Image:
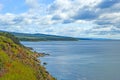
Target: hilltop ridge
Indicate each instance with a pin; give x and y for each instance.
(19, 63)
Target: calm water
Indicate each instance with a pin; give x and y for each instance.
(81, 60)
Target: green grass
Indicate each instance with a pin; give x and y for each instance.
(18, 62)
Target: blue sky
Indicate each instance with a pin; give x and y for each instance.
(76, 18)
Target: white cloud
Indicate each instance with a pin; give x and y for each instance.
(1, 6)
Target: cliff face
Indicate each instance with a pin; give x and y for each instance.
(18, 62)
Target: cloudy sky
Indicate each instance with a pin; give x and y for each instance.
(77, 18)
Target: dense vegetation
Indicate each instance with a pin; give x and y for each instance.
(18, 62)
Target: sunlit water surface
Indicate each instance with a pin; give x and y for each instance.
(80, 60)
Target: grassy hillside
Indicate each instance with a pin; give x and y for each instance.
(18, 62)
(42, 37)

:::

Task to carry out:
Copy out the lines from the one holding "Target: grassy hillside" through the end of the records, inclusive, keeping the request line, and add 37 to every coordinate in the answers.

Solution to this exercise:
Target: grassy hillside
Indicate each instance with a pin; give x and y for each instance.
(55, 99)
(79, 74)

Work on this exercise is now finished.